═════ TEXT EXCERPT

Monday 25 July 2016

Tears rolled down her face as she read her husband's death confirmation letter.
He succeeded protecting everybody else's home at the boundary but hers, she thought.


Thursday 21 July 2016

The look in your eyes, when I bid you goodbye, made me believe you loved me.  Made me believe I wanted you to stay, to kiss you and more.
But I forgot, that was, indeed, a goodbye.

Saying goodbye to a packet of cigarettes was harder than she thought.




Tuesday 12 July 2016

We were in his room, sitting on his couch with a map, and drinking mint water. Yes, not coffee or wine, but mint water. I don't even know why.But it didn't matter because we were so lost in the future that we forgot we had a home. He, good at geography; me, good at history. And we feel, these two are bridged. Good to find similarities, isn't it? So I had encircled all the places I ever wanted to go, and I kept screaming and dancing like a little girl, pointing towards each of them and saying,"This is where I want to go and scream like I am a queen who's throwing orders at her army". He, he kept staring. He, he kept smiling. He, he came forward. He, he held my hand. He, he made me spin around. He, he kept his hand on my left breast and said,"This, this is where I want to go".

══════════
═════ MATERIAL PROVIDED

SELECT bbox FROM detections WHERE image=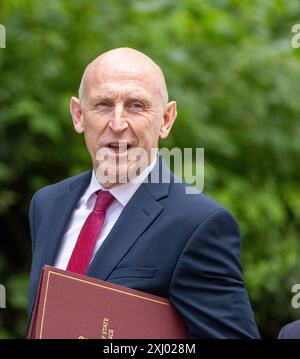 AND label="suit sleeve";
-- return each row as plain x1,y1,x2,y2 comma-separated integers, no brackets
29,192,39,256
169,208,259,339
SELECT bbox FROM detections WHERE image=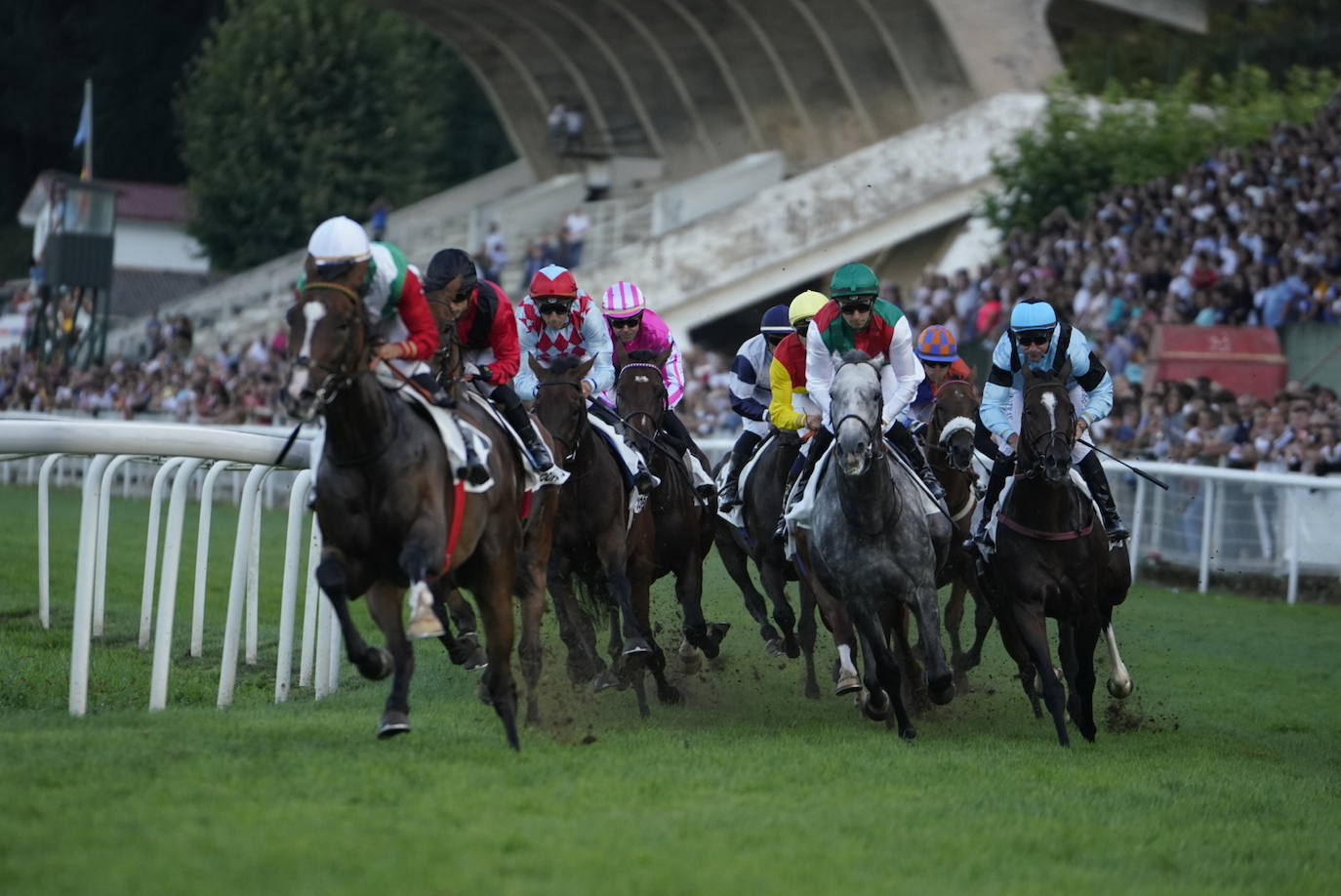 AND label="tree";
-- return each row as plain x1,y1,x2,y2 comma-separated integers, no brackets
176,0,508,269
986,65,1337,233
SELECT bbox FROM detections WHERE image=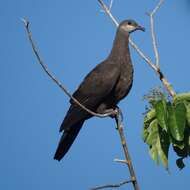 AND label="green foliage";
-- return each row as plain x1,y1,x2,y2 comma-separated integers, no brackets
142,89,190,169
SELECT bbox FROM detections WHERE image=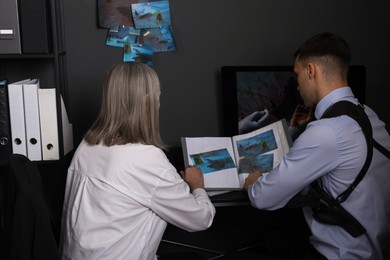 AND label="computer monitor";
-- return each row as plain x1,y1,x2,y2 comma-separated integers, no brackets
221,65,366,136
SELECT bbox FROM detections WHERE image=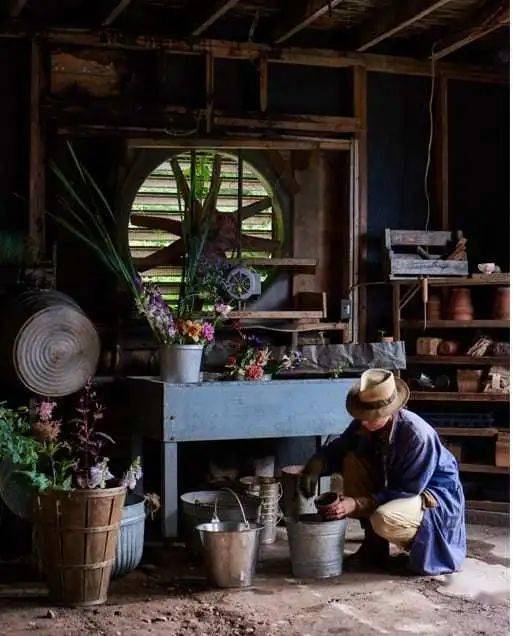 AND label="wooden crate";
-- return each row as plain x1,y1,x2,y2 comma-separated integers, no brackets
385,228,469,279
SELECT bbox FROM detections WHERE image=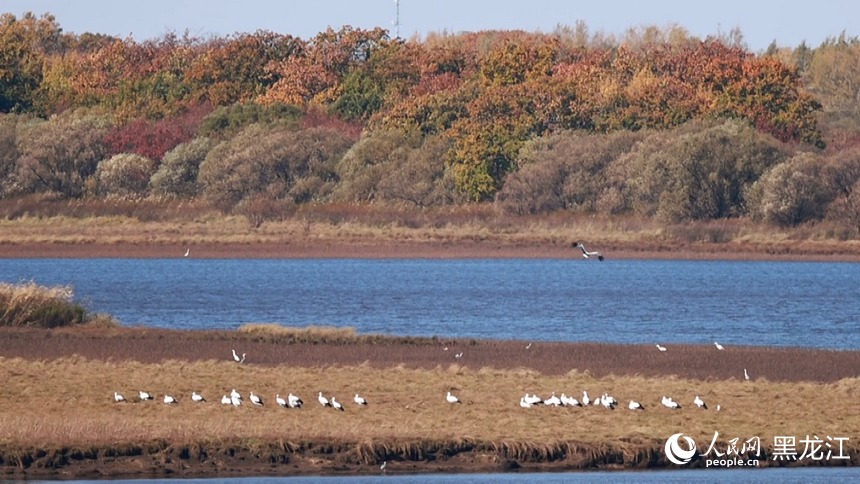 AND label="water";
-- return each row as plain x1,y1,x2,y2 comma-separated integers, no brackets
0,259,860,350
30,467,860,484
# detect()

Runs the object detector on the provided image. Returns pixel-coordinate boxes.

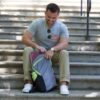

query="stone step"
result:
[0,32,100,41]
[0,39,100,51]
[0,26,100,35]
[0,61,100,75]
[0,89,100,100]
[68,40,100,51]
[0,21,100,29]
[69,33,100,41]
[0,74,100,90]
[0,14,100,23]
[69,51,100,63]
[0,49,100,63]
[0,8,100,17]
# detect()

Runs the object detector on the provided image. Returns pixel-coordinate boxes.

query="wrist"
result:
[50,47,55,52]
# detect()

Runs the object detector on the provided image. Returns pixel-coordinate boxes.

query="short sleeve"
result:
[27,20,37,35]
[60,24,69,38]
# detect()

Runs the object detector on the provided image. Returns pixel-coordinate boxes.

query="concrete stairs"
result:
[0,0,100,100]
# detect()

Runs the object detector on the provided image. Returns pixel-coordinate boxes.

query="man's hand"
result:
[36,46,47,53]
[44,50,54,59]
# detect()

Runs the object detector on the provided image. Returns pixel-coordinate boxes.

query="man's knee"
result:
[60,50,69,56]
[24,47,33,52]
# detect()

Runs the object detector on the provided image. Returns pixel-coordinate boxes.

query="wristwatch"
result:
[50,48,55,52]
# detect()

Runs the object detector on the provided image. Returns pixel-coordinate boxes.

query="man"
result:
[22,3,70,94]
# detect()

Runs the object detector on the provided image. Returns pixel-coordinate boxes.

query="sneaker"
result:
[60,84,69,95]
[22,83,33,93]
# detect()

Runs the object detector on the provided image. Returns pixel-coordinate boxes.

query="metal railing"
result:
[81,0,91,40]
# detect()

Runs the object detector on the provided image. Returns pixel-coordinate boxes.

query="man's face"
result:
[45,10,59,26]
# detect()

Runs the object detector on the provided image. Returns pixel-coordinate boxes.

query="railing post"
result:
[86,0,91,40]
[81,0,83,16]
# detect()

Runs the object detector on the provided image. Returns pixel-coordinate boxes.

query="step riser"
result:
[69,35,100,41]
[0,34,100,41]
[0,64,100,75]
[69,53,100,63]
[0,42,100,51]
[0,53,100,63]
[0,78,100,90]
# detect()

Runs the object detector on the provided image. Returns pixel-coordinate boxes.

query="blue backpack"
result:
[30,52,56,92]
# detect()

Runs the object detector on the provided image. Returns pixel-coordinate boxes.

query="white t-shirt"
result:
[27,18,69,49]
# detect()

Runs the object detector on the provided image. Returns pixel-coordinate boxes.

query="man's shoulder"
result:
[56,20,67,27]
[33,18,44,23]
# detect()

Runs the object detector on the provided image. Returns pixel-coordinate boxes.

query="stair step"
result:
[0,49,100,63]
[0,89,100,100]
[0,61,100,75]
[69,51,100,63]
[0,74,100,90]
[0,39,100,51]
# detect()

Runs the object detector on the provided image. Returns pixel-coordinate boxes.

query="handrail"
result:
[86,0,91,40]
[80,0,83,16]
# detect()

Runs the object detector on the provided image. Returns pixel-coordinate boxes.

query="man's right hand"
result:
[37,46,47,53]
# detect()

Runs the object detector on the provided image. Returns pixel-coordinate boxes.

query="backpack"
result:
[30,51,56,92]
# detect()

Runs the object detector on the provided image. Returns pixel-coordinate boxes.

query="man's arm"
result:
[22,30,46,52]
[45,38,68,59]
[50,37,69,51]
[22,30,38,48]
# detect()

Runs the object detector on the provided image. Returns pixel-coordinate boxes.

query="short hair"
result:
[46,3,60,13]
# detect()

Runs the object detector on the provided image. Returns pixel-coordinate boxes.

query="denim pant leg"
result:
[59,50,70,82]
[23,47,33,80]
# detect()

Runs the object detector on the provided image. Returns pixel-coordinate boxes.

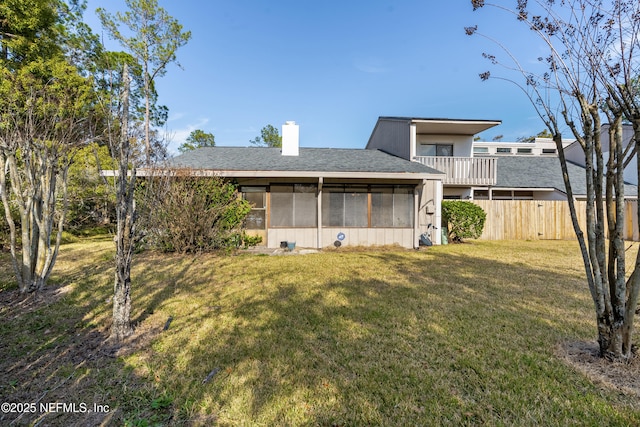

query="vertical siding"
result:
[367,119,411,160]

══════════

• PROBLEM 1
Do these statements agree with the dated entries? Answer yes or no for each, quoting the deciding words.
(a) A woman reads a letter confirming her husband's death.
(b) In his room, the two of them drank coffee.
(c) Giving up a packet of cigarettes was easier than she expected.
• PROBLEM 2
Answer these questions from the dated entries:
(a) Where did the husband succeed in protecting everybody else's home?
(b) What were they drinking while sitting on his couch with a map?
(c) Which subject was the narrator good at?
• PROBLEM 3
Rewrite the dated entries from "Monday 25 July" up to and including "than she thought.", replacing "eyes" with "gaze".

• YOUR RESPONSE 1
(a) Yes: "Tears rolled down her face as she read her husband's death confirmation letter."
(b) No: "Yes, not coffee or wine, but mint water."
(c) No: "Saying goodbye to a packet of cigarettes was harder than she thought."

• YOUR RESPONSE 2
(a) At the boundary.
(b) Mint water.
(c) History.

• YOUR RESPONSE 3
Monday 25 July 2016

Tears rolled down her face as she read her husband's death confirmation letter.
He succeeded protecting everybody else's home at the boundary but hers, she thought.


Thursday 21 July 2016

The look in your gaze, when I bid you goodbye, made me believe you loved me.  Made me believe I wanted you to stay, to kiss you and more.
But I forgot, that was, indeed, a goodbye.

Saying goodbye to a packet of cigarettes was harder than she thought.